(Labeled area outline entries)

%%

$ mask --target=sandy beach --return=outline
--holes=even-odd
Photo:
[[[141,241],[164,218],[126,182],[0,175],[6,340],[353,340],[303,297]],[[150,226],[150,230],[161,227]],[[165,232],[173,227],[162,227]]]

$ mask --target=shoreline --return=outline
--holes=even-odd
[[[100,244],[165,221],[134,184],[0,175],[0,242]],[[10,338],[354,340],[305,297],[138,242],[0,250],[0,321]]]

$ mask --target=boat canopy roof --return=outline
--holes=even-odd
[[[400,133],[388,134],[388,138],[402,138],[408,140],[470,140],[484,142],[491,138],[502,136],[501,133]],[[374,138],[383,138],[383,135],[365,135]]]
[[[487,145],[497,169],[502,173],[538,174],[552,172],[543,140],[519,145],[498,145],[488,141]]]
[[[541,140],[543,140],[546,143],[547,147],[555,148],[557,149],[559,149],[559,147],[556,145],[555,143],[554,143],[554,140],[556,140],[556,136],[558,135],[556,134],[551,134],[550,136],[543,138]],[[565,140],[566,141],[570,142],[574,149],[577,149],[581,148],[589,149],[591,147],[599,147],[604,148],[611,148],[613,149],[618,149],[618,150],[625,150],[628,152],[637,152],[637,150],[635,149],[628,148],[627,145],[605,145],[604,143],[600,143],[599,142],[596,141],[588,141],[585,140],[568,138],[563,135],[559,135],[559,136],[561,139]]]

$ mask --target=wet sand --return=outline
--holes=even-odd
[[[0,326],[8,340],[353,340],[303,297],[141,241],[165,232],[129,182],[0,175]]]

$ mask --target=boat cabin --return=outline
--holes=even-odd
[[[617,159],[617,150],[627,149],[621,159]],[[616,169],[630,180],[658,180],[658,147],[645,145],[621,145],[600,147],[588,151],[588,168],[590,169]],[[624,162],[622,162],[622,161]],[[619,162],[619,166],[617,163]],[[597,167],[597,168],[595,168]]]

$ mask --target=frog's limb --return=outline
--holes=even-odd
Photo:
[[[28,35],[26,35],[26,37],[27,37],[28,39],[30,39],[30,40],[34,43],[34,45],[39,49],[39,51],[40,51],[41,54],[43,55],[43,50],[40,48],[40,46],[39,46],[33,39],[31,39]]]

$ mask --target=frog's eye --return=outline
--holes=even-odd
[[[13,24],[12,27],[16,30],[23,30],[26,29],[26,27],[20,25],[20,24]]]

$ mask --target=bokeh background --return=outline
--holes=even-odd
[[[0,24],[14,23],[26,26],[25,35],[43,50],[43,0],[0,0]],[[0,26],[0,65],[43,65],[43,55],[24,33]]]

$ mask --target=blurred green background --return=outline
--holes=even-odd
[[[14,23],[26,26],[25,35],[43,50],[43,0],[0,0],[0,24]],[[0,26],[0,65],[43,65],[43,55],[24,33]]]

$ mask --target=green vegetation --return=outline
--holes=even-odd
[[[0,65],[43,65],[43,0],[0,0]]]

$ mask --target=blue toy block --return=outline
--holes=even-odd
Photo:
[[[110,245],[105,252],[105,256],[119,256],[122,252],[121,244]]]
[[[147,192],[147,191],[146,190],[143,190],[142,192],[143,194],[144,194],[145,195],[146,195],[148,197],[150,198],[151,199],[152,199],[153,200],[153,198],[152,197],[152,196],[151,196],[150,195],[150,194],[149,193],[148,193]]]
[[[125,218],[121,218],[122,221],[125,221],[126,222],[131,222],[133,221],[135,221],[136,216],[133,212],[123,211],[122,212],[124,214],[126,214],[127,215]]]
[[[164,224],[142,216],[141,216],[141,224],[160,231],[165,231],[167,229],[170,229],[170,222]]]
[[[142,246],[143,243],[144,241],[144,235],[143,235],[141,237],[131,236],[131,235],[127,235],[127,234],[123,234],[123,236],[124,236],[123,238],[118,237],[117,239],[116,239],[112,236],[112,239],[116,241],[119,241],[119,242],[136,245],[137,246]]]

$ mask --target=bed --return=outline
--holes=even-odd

%%

#### WRITTEN TASK
Reproduce all the records precisely.

#### RESPONSE TO THIS TASK
$ mask --target=sandy beach --return=outline
--holes=even-odd
Photo:
[[[141,241],[164,218],[126,182],[0,175],[6,340],[353,340],[303,297]],[[150,226],[150,230],[161,227]],[[165,232],[173,227],[162,227]]]

$ mask --target=shoreline --return=outline
--holes=even-odd
[[[100,244],[165,221],[134,184],[0,175],[0,242]],[[10,338],[354,340],[305,297],[138,242],[0,250],[0,321]]]

$ mask --target=boat canopy roof --return=outline
--holes=even-odd
[[[400,133],[388,134],[388,138],[402,138],[408,140],[470,140],[484,142],[491,138],[502,136],[501,133]],[[374,138],[383,138],[383,135],[365,135]]]
[[[487,145],[497,169],[502,173],[538,174],[552,172],[543,140],[519,145],[498,145],[488,141]]]
[[[541,140],[543,140],[546,143],[547,147],[555,148],[557,149],[559,149],[559,147],[556,145],[555,143],[554,143],[554,140],[556,140],[556,136],[558,135],[556,134],[551,134],[550,136],[543,138]],[[565,140],[566,141],[570,142],[574,149],[577,149],[581,148],[589,149],[591,147],[599,147],[604,148],[611,148],[613,149],[618,149],[618,150],[625,150],[628,152],[637,152],[637,150],[635,149],[628,148],[627,145],[605,145],[604,143],[600,143],[599,142],[596,141],[588,141],[585,140],[568,138],[563,135],[559,135],[559,136],[561,139]]]

$ mask --target=wet sand --return=outline
--holes=even-odd
[[[0,326],[8,340],[353,340],[303,297],[141,241],[165,232],[129,182],[0,175]]]

$ mask --target=boat cabin --return=outline
--holes=even-odd
[[[617,159],[617,150],[627,149],[621,159]],[[616,169],[630,180],[658,180],[658,147],[645,145],[621,145],[600,147],[588,151],[588,168],[590,169]],[[624,162],[622,162],[622,161]],[[619,162],[619,166],[617,163]],[[597,167],[597,168],[595,168]]]

$ mask --target=frog's limb --return=outline
--holes=even-odd
Photo:
[[[28,35],[26,35],[26,37],[27,37],[28,39],[30,39],[30,40],[34,43],[34,45],[39,49],[39,51],[40,51],[41,54],[43,55],[43,50],[40,48],[40,46],[39,46],[33,39],[31,39]]]

$ mask --target=frog's eye --return=outline
--holes=even-odd
[[[13,24],[12,27],[16,30],[23,30],[26,29],[26,27],[20,25],[20,24]]]

$ mask --target=bokeh background --return=outline
--holes=even-odd
[[[0,24],[14,23],[26,26],[25,35],[43,50],[43,0],[0,0]],[[0,26],[0,65],[43,65],[43,55],[24,33]]]

$ mask --target=blurred green background --return=outline
--holes=even-odd
[[[14,23],[26,26],[25,35],[43,50],[43,0],[0,0],[0,24]],[[0,26],[0,65],[43,65],[43,55],[24,33]]]

$ mask --target=green vegetation --return=outline
--holes=even-odd
[[[0,65],[43,65],[43,0],[0,0]]]

$ mask --target=blue toy block --return=outline
--holes=even-odd
Photo:
[[[110,245],[105,252],[105,256],[119,256],[122,252],[121,244]]]
[[[147,192],[147,191],[146,190],[143,190],[142,192],[143,194],[144,194],[145,195],[146,195],[148,197],[150,198],[151,199],[152,199],[153,200],[153,198],[152,197],[152,196],[151,196],[150,195],[150,194],[149,193],[148,193]]]
[[[125,218],[121,218],[122,221],[125,221],[126,222],[131,222],[133,221],[135,221],[136,216],[133,212],[123,211],[122,212],[124,214],[126,214],[127,215]]]
[[[164,224],[142,216],[141,216],[141,224],[160,231],[165,231],[167,229],[170,229],[170,222]]]
[[[142,246],[143,243],[144,241],[144,235],[143,235],[141,237],[131,236],[131,235],[127,235],[127,234],[123,234],[123,236],[124,236],[123,238],[118,237],[117,239],[116,239],[112,236],[112,239],[116,241],[119,241],[119,242],[136,245],[137,246]]]

$ mask --target=bed --return=outline
--holes=even-odd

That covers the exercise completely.